**Document extract:**
* * * * *

If your wife can't or won't see it, you will have to stand up for yourself and insist on being treated fairly.

You could actually sit down with the little princess and have a heart to heart about all this. She is most likely uber pissed her mom hooked up and is just being a petulant brat.

I would tell the kid the following.

SD19, Your mother and I are married and love each other. We all are living in this house together and whether we like each other or not, everyone is to be treated with respect. If you can't muster up respect for me then you can begin making plans to move elsewhere because I am DONE being a doormat. If you have a problem with the person your mother picked or the fact that your mother is with anyone at all, you needs to take it up with HER... and quit punishing me for something that isn't my fault.

I would tell her mother the following:

Honey, maybe you don't notice it..or maybe she is reserving her comments for when you aren't around, but if you won't call your daughter on her disrespectful treatment of me, I am going to do it. If she can't behave in a civil manner, then she can go to her room.. and ultimately move elsewhere. If you have a problem with this, talk to your daughter.

ChiefGrownup's picture

If you don't want to lose your wife, go ahead and tell her how serious the situation is for you. Maybe she'll fix it.

* * * * *

**Supplied information:**
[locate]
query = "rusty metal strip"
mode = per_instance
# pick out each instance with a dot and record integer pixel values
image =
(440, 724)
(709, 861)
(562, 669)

* * * * *

**Problem requirements:**
From the advice about the stepdaughter, repeat the part that opens with the words containing "You could actually" and closes with "kid the following.".

**Problem solution:**
You could actually sit down with the little princess and have a heart to heart about all this. She is most likely uber pissed her mom hooked up and is just being a petulant brat.

I would tell the kid the following.